**Given task:** In the excerpt on the AWS Glue wrapper class below, which error code makes get_crawler log that the crawler doesn't exist instead of raising the error?

For API details, see the following topics in Amazon SDK for PHP API Reference.

Python

SDK for Python (Boto3)

Note

There's more on GitHub. Find the complete example and learn how to set up and run in the Amazon Code Examples Repository.

Create a class that wraps Amazon Glue functions used in the scenario.


class GlueWrapper:
    """Encapsulates AWS Glue actions."""

    def __init__(self, glue_client):
        """
        :param glue_client: A Boto3 Glue client.
        """
        self.glue_client = glue_client


    def get_crawler(self, name):
        """
        Gets information about a crawler.

        :param name: The name of the crawler to look up.
        :return: Data about the crawler.
        """
        crawler = None
        try:
            response = self.glue_client.get_crawler(Name=name)
            crawler = response["Crawler"]
        except ClientError as err:
            if err.response["Error"]["Code"] == "EntityNotFoundException":
                logger.info("Crawler %s doesn't exist.", name)
            else:
                logger.error(
                    "Couldn't get crawler %s. Here's why: %s: %s",
                    name,
                    err.response["Error"]["Code"],
                    err.response["Error"]["Message"],
                )
                raise
        return crawler


    def create_crawler(self, name, role_arn, db_name, db_prefix, s3_target):
        """
        Creates a crawler that can crawl the specified target and populate a
        database in your AWS Glue Data Catalog with metadata that describes the data
        in the target.

        :param name: The name of the crawler.
        :param role_arn: The Amazon Resource Name (ARN) of an AWS Identity and Access
                         Management (IAM) role that grants permission to let AWS Glue
                         access the resources it needs.
        :param db_name: The name to give the database that is created by the crawler.
        :param db_prefix: The prefix to give any database tables that are created by
                          the crawler.
        :param s3_target: The URL to an S3 bucket that contains data that is
                          the target of the crawler.
        """
        try:
            self.glue_client.create_crawler(
                Name=name,
                Role=role_arn,
                DatabaseName=db_name,
                TablePrefix=db_prefix,
                Targets={"S3Targets": [{"Path": s3_target}]},
            )
        except ClientError as err:
            logger.error(
                "Couldn't create crawler. Here's why: %s: %s",
                err.response["Error"]["Code"],
                err.response["Error"]["Message"],
            )
            raise


    def start_crawler(self, name):
        """

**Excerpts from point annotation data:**

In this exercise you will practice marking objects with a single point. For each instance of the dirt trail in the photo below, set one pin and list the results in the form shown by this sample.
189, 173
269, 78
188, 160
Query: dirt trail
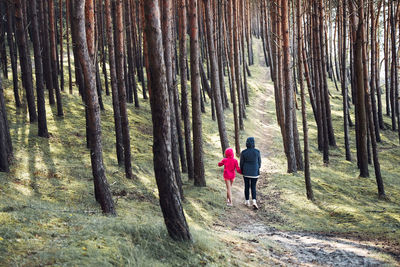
258, 244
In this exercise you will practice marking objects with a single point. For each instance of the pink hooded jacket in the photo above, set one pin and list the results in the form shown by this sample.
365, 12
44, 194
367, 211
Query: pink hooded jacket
230, 164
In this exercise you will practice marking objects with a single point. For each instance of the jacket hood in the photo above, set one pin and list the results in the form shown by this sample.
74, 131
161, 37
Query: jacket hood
229, 153
250, 143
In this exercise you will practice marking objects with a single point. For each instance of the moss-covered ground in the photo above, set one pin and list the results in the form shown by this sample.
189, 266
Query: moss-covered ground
48, 214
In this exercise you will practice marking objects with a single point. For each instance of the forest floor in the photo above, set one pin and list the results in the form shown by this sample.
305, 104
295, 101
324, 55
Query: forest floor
263, 244
49, 217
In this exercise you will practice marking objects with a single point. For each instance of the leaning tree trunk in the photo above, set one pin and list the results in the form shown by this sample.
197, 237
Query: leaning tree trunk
289, 103
26, 66
114, 88
183, 74
6, 151
53, 48
344, 85
310, 194
121, 89
362, 119
170, 201
215, 77
13, 53
102, 189
369, 109
42, 123
167, 43
199, 178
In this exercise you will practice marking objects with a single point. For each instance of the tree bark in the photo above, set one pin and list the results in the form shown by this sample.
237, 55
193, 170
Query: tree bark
121, 89
102, 189
42, 123
183, 74
215, 78
170, 201
53, 49
199, 178
25, 64
114, 87
13, 53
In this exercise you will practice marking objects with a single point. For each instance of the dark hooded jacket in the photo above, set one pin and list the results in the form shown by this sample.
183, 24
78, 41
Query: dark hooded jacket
250, 159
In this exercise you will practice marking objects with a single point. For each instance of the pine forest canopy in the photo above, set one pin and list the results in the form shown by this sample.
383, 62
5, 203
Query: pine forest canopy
178, 54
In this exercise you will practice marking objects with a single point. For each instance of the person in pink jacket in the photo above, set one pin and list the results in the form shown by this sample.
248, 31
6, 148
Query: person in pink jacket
231, 164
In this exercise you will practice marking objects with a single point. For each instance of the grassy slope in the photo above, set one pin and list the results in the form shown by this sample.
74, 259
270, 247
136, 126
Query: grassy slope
48, 213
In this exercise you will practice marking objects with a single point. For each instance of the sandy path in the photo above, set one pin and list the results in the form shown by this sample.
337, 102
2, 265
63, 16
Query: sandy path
260, 244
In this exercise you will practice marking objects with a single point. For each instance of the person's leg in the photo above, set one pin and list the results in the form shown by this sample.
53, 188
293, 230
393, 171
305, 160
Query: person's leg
254, 192
246, 188
228, 191
253, 188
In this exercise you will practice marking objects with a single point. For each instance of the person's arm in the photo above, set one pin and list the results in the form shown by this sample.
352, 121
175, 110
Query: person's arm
241, 161
221, 163
237, 168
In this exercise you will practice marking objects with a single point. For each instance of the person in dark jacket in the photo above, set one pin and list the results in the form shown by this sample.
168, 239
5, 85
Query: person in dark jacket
250, 163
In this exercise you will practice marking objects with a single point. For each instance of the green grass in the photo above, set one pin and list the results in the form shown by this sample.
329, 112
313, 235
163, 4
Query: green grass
344, 202
48, 214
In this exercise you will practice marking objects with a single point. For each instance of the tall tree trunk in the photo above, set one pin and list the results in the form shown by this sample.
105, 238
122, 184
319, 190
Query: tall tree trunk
289, 103
68, 50
121, 89
170, 201
183, 74
53, 48
42, 123
46, 54
61, 44
167, 43
24, 58
102, 189
114, 87
6, 150
369, 109
233, 78
310, 194
215, 78
344, 85
360, 94
13, 52
199, 177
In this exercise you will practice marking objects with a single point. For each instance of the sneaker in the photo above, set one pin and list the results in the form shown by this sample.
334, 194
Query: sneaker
255, 206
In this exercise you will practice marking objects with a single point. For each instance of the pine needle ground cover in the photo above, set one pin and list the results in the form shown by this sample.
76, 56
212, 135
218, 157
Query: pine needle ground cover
48, 214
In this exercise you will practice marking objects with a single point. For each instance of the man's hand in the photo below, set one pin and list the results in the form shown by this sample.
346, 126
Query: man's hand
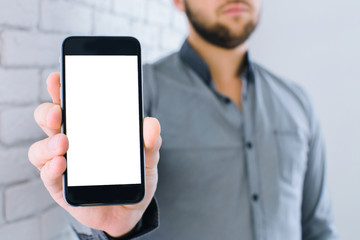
47, 156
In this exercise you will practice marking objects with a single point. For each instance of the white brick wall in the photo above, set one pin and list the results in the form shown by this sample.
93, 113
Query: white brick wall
31, 33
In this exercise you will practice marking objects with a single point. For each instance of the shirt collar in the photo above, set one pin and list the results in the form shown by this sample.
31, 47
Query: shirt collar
191, 58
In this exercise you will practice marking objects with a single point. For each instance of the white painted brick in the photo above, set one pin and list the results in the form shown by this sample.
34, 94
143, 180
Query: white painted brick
26, 199
2, 220
54, 223
171, 40
105, 4
159, 14
19, 86
28, 229
21, 48
106, 24
65, 17
19, 14
15, 166
135, 9
147, 34
179, 22
17, 124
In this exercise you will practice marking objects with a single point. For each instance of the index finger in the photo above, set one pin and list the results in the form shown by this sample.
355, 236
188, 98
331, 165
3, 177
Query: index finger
53, 86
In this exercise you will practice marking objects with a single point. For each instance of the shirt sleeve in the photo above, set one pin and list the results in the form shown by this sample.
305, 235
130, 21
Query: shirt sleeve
317, 216
148, 223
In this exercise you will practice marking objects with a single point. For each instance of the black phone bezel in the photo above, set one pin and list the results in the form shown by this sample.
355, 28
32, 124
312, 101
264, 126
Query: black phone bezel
103, 194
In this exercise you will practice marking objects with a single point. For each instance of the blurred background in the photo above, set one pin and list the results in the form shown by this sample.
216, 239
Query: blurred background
315, 43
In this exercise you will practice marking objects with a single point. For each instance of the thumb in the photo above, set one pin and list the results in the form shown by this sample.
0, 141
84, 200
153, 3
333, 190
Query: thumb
152, 141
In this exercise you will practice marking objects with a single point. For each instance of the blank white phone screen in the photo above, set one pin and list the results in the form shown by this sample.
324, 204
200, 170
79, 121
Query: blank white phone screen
102, 120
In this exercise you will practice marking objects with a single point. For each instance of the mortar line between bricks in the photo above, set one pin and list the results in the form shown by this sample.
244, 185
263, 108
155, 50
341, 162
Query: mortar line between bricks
3, 203
39, 14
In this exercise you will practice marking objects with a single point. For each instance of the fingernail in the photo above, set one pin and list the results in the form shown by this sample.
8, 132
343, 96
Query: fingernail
55, 108
53, 143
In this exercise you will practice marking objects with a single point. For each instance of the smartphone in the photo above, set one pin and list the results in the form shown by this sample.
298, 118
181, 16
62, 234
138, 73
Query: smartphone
101, 97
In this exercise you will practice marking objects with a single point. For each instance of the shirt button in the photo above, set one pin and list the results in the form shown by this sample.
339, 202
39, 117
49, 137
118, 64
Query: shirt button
249, 145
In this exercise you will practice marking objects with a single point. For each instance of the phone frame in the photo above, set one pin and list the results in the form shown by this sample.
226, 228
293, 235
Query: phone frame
103, 194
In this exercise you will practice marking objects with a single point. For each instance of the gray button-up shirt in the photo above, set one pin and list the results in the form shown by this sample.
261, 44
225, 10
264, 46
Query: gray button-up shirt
224, 173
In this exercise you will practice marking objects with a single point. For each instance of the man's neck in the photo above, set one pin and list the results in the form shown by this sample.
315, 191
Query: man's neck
224, 64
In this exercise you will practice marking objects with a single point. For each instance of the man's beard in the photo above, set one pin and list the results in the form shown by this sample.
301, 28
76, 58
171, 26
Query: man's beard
219, 34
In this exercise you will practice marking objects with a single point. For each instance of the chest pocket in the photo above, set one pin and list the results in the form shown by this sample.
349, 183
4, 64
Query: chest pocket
292, 153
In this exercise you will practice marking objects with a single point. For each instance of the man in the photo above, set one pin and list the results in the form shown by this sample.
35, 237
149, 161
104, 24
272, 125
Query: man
242, 155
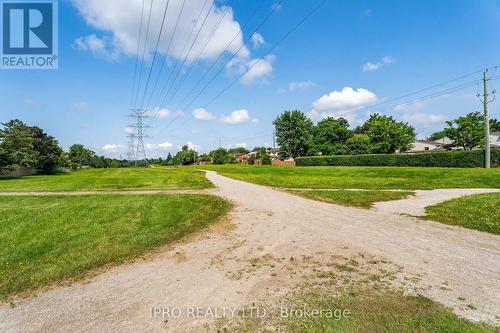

**Answer to the exercise:** EntityNotFoundException